◆ Задача: Продублируйте целиком приведенный ниже отрывок о жизни в замке графа Гастона де Фуа, без единого изменения.

◆ Текст:

"""

Назвать такой замок семейным жилищем сложно. В самом деле, вот как описывает хозяйство графа Гастона де Фуа французский хронист XIV века Жан фруассар: «… Он избрал двенадцать наиболее способных своих вассалов, чтобы они следили за состоянием его финансов: двух на каждые два месяца, с тем чтобы один проверял другого. Он держал в кабинете денежные сундуки, откуда одаривал рыцарей, пажей и джентльменов, которые собирались в прихожей, и никто не уходил от него без подарка… Он был легко доступен и охотно вступал в разговор, будучи, впрочем, лаконичен в ответах и советах своих. Он держал постоянно четырех секретарей, писавших его письма и делавших копии, и каждый из них должен был быть под рукой, как только он выходил из опочивальни… Когда в полночь он выходил из своих покоев, чтобы проследовать на ужин, двенадцать слуг с факелами шли, освещая ему путь. Зал (столовой) был полон рыцарей и вассалов…» и т. п.

Очевидно, что и тогда, да и позже жизнь владельца замка была подчинена строгому ритуалу, исполнение которого было социальным правилом. Помимо семьи графа в «доме» постоянно пребывало не менее полутора - двух сотен человек.

"""

◆ Строки данных:
"""

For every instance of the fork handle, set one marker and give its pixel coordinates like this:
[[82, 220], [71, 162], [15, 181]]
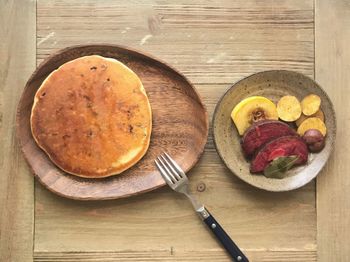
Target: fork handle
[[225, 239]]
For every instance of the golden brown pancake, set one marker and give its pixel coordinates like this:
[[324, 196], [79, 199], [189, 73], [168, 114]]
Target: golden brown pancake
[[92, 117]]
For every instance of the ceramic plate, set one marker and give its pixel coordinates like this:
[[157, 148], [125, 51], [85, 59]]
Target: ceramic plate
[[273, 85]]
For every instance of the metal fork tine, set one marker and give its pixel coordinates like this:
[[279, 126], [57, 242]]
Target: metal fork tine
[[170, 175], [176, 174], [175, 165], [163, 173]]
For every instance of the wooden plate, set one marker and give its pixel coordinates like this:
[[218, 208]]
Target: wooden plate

"""
"""

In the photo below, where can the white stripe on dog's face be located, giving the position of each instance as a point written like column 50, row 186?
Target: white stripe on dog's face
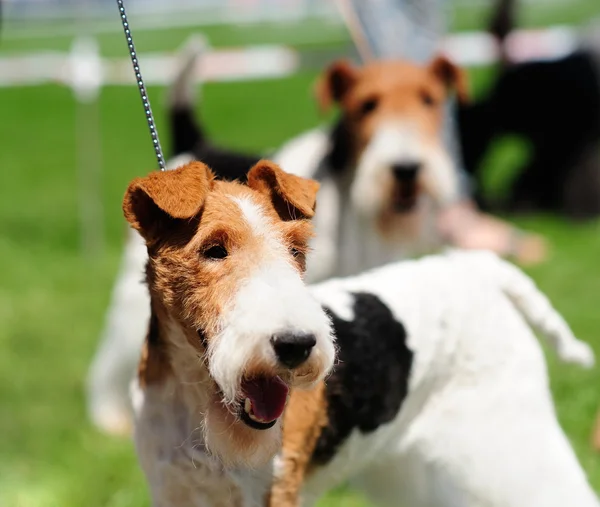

"""
"""

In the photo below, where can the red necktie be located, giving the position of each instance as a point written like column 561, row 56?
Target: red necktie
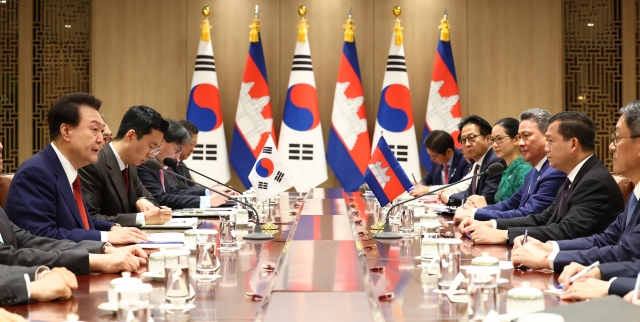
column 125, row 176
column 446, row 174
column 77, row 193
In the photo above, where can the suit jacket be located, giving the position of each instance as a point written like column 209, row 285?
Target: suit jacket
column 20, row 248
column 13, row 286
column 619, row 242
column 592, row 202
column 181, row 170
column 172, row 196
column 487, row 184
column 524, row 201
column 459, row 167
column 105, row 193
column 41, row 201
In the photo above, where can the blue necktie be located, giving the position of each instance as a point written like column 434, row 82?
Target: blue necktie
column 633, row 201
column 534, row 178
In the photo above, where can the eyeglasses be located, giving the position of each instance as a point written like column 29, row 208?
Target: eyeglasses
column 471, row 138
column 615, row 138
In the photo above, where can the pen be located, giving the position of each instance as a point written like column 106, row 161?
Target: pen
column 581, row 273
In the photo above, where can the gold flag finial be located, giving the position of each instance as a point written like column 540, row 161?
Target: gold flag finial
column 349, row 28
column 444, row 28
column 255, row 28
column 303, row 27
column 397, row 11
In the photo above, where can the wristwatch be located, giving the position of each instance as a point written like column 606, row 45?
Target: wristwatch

"""

◆ Решение упражнения:
Назвать такой замок семейным жилищем сложно. В самом деле, вот как описывает хозяйство графа Гастона де Фуа французский хронист XIV века Жан фруассар: «… Он избрал двенадцать наиболее способных своих вассалов, чтобы они следили за состоянием его финансов: двух на каждые два месяца, с тем чтобы один проверял другого. Он держал в кабинете денежные сундуки, откуда одаривал рыцарей, пажей и джентльменов, которые собирались в прихожей, и никто не уходил от него без подарка… Он был легко доступен и охотно вступал в разговор, будучи, впрочем, лаконичен в ответах и советах своих. Он держал постоянно четырех секретарей, писавших его письма и делавших копии, и каждый из них должен был быть под рукой, как только он выходил из опочивальни… Когда в полночь он выходил из своих покоев, чтобы проследовать на ужин, двенадцать слуг с факелами шли, освещая ему путь. Зал (столовой) был полон рыцарей и вассалов…» и т. п.

Очевидно, что и тогда, да и позже жизнь владельца замка была подчинена строгому ритуалу, исполнение которого было социальным правилом. Помимо семьи графа в «доме» постоянно пребывало не менее полутора - двух сотен человек.